◆ STATED TASK ◆
Repeat, word for word, the part of the records that opens with the line containing "written like (554,591)." and runs through the end of the records, including both ends.
* begin AVAILABLE DATA *
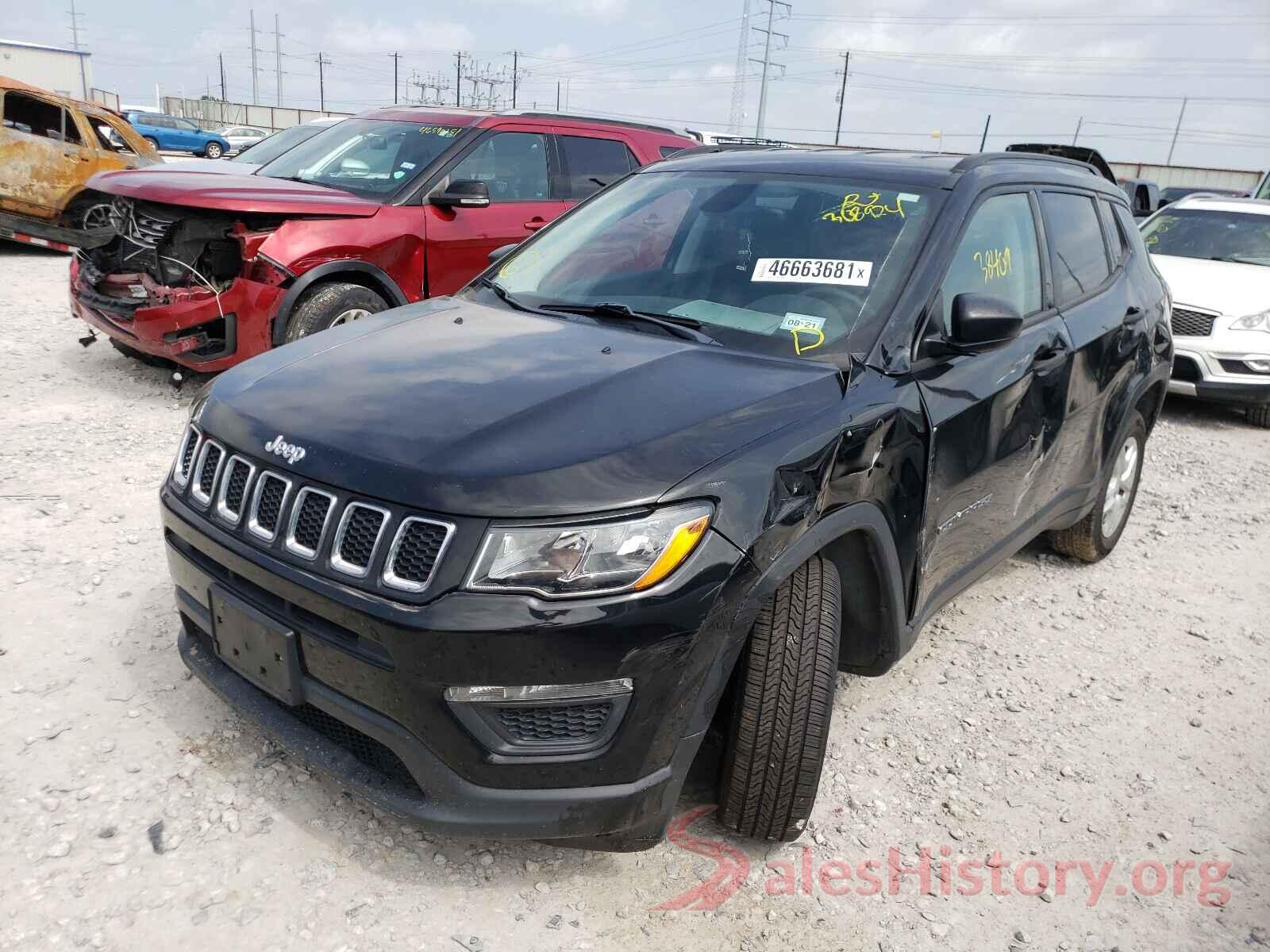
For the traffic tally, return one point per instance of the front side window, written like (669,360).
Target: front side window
(590,164)
(512,164)
(371,158)
(1210,234)
(997,255)
(789,266)
(1080,259)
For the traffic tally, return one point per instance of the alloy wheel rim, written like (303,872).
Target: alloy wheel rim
(1121,482)
(351,315)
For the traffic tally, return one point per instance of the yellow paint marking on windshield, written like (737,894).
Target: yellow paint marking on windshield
(995,263)
(852,209)
(798,346)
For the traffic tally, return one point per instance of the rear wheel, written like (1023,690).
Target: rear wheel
(784,700)
(332,305)
(1095,536)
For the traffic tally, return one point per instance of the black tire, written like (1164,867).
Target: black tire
(149,359)
(1087,539)
(323,305)
(783,704)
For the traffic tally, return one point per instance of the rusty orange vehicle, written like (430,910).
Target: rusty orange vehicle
(50,148)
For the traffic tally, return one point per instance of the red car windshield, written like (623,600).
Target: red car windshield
(370,158)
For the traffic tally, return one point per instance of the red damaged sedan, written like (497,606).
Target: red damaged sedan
(379,211)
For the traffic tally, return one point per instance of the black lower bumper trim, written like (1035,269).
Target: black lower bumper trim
(442,801)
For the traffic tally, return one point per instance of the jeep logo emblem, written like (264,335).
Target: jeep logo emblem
(287,451)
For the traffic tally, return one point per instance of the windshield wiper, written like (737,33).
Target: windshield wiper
(683,328)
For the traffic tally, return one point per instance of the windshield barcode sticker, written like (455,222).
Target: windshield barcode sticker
(813,271)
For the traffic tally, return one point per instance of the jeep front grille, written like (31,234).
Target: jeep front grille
(357,537)
(1191,324)
(323,528)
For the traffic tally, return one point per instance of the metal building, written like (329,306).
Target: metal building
(65,71)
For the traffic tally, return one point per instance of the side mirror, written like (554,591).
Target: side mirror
* end AVAILABLE DATA *
◆ RESPONSE TO THE TASK ◆
For the traffic tally, return one point per instance of the side mirror, written like (554,591).
Target: side mirror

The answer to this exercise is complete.